### Your instructions
Restate the material word for word and leave out anything that is a picture.

### Given records
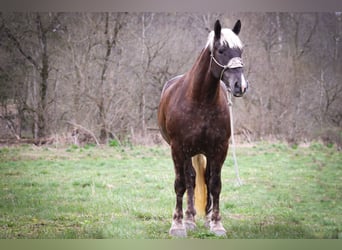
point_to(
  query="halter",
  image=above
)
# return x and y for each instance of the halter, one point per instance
(235, 62)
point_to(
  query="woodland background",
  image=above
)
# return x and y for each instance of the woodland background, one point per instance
(80, 77)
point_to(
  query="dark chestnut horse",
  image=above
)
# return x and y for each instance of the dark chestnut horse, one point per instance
(193, 117)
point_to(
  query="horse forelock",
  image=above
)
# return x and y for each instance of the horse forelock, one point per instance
(228, 37)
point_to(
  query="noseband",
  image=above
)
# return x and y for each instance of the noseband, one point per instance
(235, 62)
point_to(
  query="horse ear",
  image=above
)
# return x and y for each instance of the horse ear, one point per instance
(237, 27)
(217, 29)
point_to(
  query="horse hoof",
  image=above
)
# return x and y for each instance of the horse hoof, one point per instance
(177, 230)
(190, 225)
(217, 229)
(219, 232)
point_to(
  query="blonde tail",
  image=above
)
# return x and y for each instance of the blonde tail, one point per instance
(199, 163)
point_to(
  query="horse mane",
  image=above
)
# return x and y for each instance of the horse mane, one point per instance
(228, 37)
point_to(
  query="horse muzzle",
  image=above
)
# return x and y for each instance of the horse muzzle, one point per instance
(240, 87)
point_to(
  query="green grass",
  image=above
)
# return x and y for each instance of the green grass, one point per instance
(127, 192)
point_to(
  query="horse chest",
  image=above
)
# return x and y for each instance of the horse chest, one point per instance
(202, 127)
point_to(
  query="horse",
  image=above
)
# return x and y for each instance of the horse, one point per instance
(193, 118)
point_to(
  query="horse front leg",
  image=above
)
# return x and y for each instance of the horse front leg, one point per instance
(177, 228)
(190, 177)
(213, 205)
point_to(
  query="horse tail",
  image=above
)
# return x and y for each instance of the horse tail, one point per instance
(199, 163)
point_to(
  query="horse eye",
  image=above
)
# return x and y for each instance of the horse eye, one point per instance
(221, 50)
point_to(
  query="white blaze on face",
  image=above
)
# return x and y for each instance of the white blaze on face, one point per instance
(243, 83)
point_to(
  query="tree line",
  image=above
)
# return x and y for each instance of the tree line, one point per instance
(102, 73)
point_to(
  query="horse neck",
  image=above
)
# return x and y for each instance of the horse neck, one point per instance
(203, 86)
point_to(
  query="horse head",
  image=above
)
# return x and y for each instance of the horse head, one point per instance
(226, 63)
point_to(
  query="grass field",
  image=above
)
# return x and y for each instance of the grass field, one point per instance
(127, 192)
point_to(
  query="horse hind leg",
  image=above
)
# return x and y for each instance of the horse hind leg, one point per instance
(190, 213)
(177, 228)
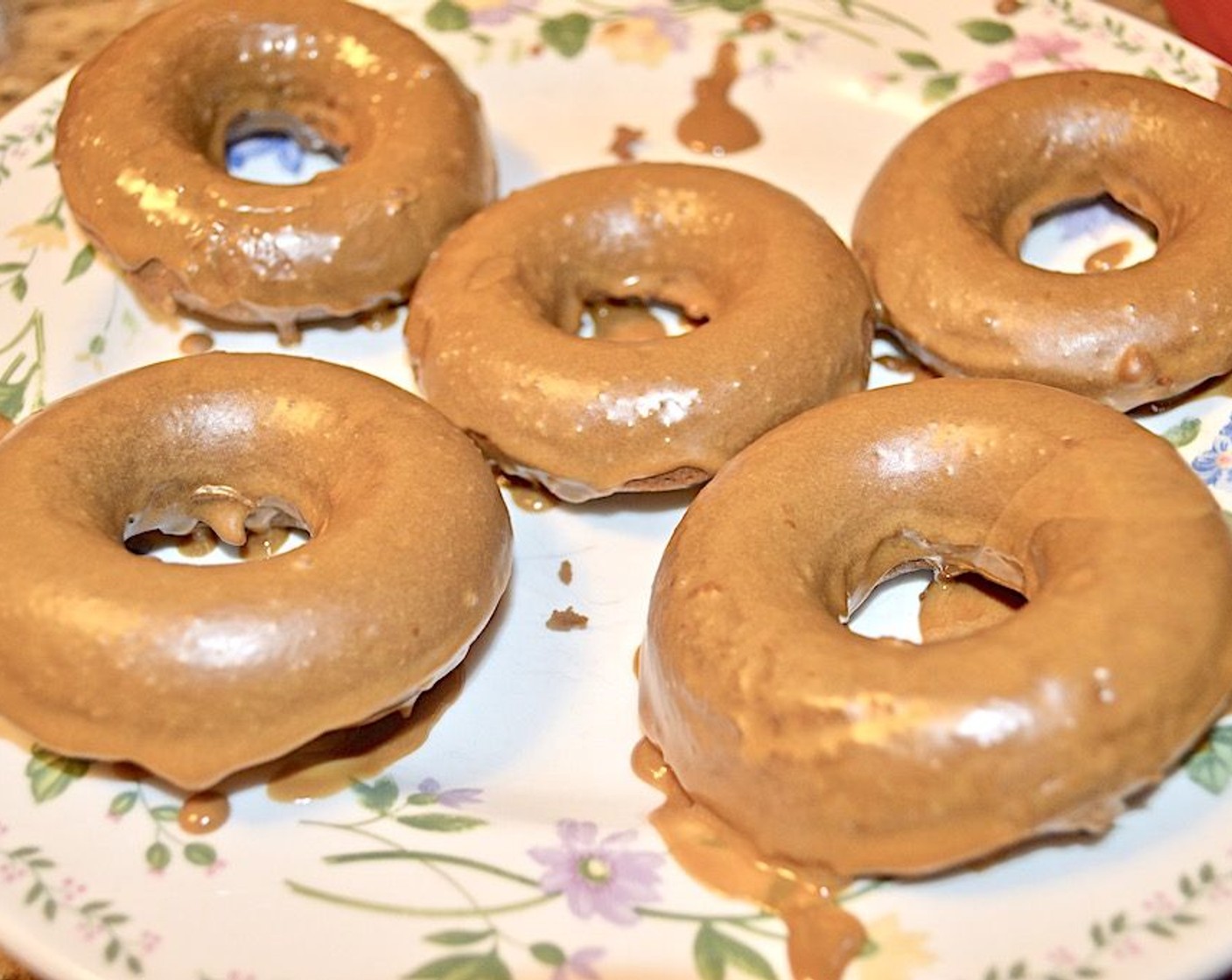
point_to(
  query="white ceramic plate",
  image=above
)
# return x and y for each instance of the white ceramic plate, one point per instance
(462, 859)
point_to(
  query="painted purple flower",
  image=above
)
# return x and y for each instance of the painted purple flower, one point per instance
(494, 12)
(1214, 465)
(598, 875)
(455, 799)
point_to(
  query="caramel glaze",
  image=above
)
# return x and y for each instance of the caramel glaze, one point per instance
(150, 184)
(713, 124)
(822, 938)
(939, 231)
(196, 672)
(885, 757)
(492, 328)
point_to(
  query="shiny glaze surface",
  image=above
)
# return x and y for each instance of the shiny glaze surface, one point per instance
(941, 225)
(493, 325)
(151, 187)
(884, 757)
(195, 672)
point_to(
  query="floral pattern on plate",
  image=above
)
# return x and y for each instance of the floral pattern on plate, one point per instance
(526, 850)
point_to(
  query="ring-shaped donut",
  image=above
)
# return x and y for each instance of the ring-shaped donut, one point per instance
(141, 148)
(493, 325)
(941, 226)
(199, 671)
(884, 757)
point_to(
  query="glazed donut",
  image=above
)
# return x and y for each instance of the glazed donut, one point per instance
(150, 186)
(493, 325)
(885, 757)
(939, 231)
(195, 672)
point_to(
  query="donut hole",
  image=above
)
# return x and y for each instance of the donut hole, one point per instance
(277, 147)
(921, 606)
(1090, 234)
(202, 546)
(212, 524)
(630, 318)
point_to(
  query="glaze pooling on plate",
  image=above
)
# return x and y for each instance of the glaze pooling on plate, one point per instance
(516, 837)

### Correct result
point_to(
  query="halter",
  image=above
)
# return x and y for each instance of the halter, one point per instance
(235, 62)
point_to(
  query="woodland background",
  image=above
)
# return x and y for each instance of the woodland background, one point per instance
(80, 77)
point_to(
  query="dark chestnut horse",
  image=above
)
# return x and y for each instance of the dark chestnut horse, one point per instance
(193, 117)
point_to(
  query="horse forelock",
  image=above
)
# return x and y for each instance of the horse forelock, one point per instance
(228, 37)
point_to(
  query="noseband",
  image=above
)
# return x and y for each instance of the noseband, one point per instance
(235, 62)
point_to(
  query="horse ear",
  image=above
)
# return x and y for each instance of the horse ear, one point per instance
(237, 27)
(217, 29)
point_to(
  query="horse hoof",
  image=above
)
# return x and y for each instance of the horse hoof, one point per instance
(177, 230)
(190, 225)
(217, 229)
(219, 232)
point_to(
  query="blonde tail",
  image=above
)
# return x and y for each instance of the blonde tail, one point per instance
(199, 163)
point_to(
  query="horse mane",
  image=above
)
# return x and y for each instance of the horse mane, one point per instance
(228, 37)
point_to(
  query="horse muzzle",
  image=above
)
# return x and y for each instance of the horse muzzle, one point per instance
(240, 87)
point_to(
  query="green grass",
  image=above
)
# return x and y for each instance of the green grass, one point per instance
(127, 192)
point_to(
  query="horse chest",
  image=above
)
# return x and y for each instance of the horse chest, one point per instance
(202, 127)
point_to(
  query="horse",
  image=above
)
# return x and y for each instance of the horse, one point per instance
(193, 118)
point_to(
  query="horse front leg",
  image=above
)
# return x and y for each instance of the horse front leg, one point per instance
(177, 228)
(190, 177)
(213, 205)
point_to(
  query="horse tail",
  image=above
)
# return x and y for each instance of the horse tail, one point per instance
(199, 163)
point_to(
  query="horse eye",
  image=above
)
# return x and y for each instance of the horse eye, one point per instance
(221, 50)
point_to(
  query="white blaze on face",
  image=above
)
# return x and y for each instance of the white blaze on face, one point per instance
(243, 83)
point_to(
  query="tree line",
  image=above
)
# return x and y for each instance of the tree line, one point per instance
(102, 73)
point_to(
  query="horse neck",
  image=above
)
# return x and y for each instance of the horse neck, one point per instance
(203, 86)
point_to(
  query="horse head",
  image=above
)
# return x and y for each instance of the horse head, one point per instance
(226, 63)
point_to(
  query="grass field",
  image=above
)
# return x and y for each instance of the grass field, one point per instance
(127, 192)
point_to(
  query="horse hind leg",
  image=above
)
# return x and y for each instance of the horse hind leg, one point per instance
(190, 213)
(177, 228)
point_to(
  query="white ceramic plate",
  image=above
)
# return x and y for each instance of the white ceramic plate, one point per instance
(462, 859)
point_to(
  query="painted purple flower",
  image=above
)
# return x and y for each instance of the painted purple flower, one point per instance
(494, 12)
(1214, 465)
(598, 875)
(455, 799)
point_to(
  query="caramel glaze",
  image=above
)
# return x and y for each instance of the caramel glaze, one point per instance
(150, 184)
(713, 124)
(822, 938)
(939, 231)
(196, 672)
(885, 757)
(492, 328)
point_to(
  query="shiny glaze surface",
  image=above
)
# return x and y for each instance of the shiny glaze surface, one point per instance
(941, 225)
(493, 325)
(151, 187)
(884, 757)
(195, 672)
point_to(
  query="floral pattern on plate",
  image=above
)
# return x and y for each instance of the floral pattern on plate, one point per instance
(526, 850)
point_to(
  query="ring-shaped donut",
  image=above
)
# return x and y for each instance of the ring-shaped donut, one point per instance
(141, 148)
(493, 325)
(941, 226)
(199, 671)
(884, 757)
point_to(
  query="glazed donut",
  image=above
)
# return x and y for each instance of the glazed donut, one point per instance
(150, 186)
(493, 325)
(885, 757)
(939, 231)
(195, 672)
point_to(
  query="donut hole",
  image=above
)
# return x and y for each instance of the donut hole, one point per instance
(277, 147)
(921, 606)
(1090, 234)
(202, 546)
(212, 524)
(630, 318)
point_to(
  query="glaze pooling on plate",
  image=above
)
# return x and y for each instance of the glaze pooling on plate, one point per instance
(516, 837)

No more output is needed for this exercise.